[Pointing and labeling items]
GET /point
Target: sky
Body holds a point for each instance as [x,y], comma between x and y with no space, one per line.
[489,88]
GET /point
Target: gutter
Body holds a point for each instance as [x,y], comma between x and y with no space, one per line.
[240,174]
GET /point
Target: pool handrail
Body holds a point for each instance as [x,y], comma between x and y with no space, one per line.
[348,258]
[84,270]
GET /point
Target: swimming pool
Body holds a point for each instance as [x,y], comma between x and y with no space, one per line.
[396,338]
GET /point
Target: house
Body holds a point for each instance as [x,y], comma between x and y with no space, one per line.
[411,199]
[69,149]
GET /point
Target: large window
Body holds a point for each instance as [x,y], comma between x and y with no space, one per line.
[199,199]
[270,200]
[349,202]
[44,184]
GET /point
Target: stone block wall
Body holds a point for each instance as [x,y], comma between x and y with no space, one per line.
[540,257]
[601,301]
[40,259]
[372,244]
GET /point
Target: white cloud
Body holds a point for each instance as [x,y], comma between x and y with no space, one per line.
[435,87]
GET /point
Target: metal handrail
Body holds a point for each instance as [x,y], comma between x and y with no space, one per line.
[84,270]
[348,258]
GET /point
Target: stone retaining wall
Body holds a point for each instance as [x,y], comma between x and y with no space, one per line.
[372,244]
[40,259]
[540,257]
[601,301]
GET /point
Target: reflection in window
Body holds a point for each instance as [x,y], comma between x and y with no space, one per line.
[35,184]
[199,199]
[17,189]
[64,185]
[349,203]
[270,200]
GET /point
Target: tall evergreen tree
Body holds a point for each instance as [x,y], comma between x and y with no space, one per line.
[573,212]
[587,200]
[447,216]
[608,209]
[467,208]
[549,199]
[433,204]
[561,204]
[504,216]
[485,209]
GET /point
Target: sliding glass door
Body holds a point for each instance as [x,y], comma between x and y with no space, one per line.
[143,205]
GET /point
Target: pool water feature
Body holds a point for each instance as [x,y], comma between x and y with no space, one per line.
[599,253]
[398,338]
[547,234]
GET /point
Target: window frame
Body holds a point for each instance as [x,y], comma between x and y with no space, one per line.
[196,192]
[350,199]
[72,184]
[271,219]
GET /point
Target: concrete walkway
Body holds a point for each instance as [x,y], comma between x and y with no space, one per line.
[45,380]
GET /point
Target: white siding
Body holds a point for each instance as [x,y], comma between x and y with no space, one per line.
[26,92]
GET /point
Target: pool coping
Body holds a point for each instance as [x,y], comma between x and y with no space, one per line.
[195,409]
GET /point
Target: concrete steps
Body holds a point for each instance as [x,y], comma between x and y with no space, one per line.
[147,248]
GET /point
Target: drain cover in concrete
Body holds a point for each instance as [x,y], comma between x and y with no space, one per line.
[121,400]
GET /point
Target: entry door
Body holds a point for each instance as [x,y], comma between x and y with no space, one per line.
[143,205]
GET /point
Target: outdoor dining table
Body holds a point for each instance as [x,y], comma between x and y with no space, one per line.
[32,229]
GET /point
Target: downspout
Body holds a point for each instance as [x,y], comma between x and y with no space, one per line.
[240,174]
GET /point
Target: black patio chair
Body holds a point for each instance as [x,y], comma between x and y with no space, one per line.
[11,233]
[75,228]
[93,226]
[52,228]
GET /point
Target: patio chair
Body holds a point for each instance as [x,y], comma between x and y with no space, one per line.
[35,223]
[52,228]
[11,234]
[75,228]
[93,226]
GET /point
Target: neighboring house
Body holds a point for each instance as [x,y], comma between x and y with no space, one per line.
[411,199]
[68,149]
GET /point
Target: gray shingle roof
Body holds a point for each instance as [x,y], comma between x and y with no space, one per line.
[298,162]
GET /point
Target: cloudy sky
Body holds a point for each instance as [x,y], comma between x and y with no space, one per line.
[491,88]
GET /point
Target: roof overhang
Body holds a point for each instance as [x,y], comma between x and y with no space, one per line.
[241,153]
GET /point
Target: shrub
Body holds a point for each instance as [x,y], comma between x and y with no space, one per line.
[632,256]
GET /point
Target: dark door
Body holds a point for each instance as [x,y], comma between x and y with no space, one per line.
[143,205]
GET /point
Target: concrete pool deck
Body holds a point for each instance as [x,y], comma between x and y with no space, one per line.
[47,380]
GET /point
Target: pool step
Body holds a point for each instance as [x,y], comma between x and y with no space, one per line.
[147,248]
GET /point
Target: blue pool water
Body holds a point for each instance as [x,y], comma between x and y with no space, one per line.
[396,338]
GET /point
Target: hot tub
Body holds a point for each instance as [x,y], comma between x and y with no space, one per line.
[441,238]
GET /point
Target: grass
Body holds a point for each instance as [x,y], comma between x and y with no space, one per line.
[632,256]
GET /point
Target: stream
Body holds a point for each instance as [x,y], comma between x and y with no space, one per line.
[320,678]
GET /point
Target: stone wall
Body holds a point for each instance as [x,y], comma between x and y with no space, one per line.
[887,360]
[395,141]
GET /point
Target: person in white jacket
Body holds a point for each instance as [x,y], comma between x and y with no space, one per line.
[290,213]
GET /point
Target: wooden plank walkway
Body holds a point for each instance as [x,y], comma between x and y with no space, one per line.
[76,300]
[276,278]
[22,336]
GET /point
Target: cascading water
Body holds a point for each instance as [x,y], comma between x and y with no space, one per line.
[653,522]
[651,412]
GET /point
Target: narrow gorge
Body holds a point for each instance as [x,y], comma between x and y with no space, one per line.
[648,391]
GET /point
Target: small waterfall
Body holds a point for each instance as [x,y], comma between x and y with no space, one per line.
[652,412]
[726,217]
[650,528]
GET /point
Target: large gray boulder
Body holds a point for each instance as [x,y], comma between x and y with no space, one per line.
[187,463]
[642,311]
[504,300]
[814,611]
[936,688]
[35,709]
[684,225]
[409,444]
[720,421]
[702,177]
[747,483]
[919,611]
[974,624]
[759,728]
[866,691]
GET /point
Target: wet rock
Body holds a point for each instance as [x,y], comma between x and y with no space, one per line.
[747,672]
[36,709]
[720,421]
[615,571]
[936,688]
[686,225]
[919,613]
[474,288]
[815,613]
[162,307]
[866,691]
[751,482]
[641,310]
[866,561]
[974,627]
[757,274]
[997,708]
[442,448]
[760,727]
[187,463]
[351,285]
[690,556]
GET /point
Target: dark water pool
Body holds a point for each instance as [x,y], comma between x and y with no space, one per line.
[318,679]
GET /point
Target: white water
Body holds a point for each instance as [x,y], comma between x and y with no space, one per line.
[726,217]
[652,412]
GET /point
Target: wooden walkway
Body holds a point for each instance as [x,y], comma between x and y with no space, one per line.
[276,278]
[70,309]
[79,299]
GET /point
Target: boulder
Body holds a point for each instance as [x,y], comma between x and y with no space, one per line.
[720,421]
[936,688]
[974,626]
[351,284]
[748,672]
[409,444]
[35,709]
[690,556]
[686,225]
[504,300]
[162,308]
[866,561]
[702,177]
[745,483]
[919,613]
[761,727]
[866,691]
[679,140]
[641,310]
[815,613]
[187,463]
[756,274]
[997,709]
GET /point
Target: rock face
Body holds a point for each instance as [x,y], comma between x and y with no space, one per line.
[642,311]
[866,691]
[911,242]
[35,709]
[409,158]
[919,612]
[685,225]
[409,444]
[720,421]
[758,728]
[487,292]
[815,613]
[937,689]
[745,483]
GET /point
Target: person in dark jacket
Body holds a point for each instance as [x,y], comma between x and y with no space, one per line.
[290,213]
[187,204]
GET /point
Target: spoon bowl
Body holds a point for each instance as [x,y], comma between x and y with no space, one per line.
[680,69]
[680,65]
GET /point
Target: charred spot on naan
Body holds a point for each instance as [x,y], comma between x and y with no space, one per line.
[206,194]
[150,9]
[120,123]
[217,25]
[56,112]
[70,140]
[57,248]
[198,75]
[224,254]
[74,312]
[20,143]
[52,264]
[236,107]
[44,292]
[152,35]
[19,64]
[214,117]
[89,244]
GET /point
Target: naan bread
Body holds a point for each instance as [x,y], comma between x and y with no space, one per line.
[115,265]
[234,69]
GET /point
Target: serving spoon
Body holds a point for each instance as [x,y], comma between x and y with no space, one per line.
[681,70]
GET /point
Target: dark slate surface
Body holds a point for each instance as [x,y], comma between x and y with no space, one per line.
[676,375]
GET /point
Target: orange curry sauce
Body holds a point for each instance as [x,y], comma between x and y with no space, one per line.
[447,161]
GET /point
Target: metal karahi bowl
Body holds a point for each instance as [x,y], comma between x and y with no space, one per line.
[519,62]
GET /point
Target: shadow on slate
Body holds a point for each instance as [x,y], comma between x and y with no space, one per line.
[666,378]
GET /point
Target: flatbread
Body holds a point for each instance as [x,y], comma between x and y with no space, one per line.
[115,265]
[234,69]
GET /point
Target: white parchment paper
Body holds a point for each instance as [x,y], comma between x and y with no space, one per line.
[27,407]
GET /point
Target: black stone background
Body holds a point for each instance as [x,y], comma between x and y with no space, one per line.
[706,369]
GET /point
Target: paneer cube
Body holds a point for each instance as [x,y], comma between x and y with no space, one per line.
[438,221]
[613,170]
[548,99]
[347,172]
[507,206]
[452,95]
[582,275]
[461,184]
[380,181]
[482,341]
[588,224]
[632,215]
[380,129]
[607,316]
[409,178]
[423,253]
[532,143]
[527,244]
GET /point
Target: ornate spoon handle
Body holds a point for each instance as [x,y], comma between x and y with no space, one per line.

* _The problem_:
Report how many lines of the items above contain the string "gray", with case counting. Give only the number.

* _Correct answer_:
2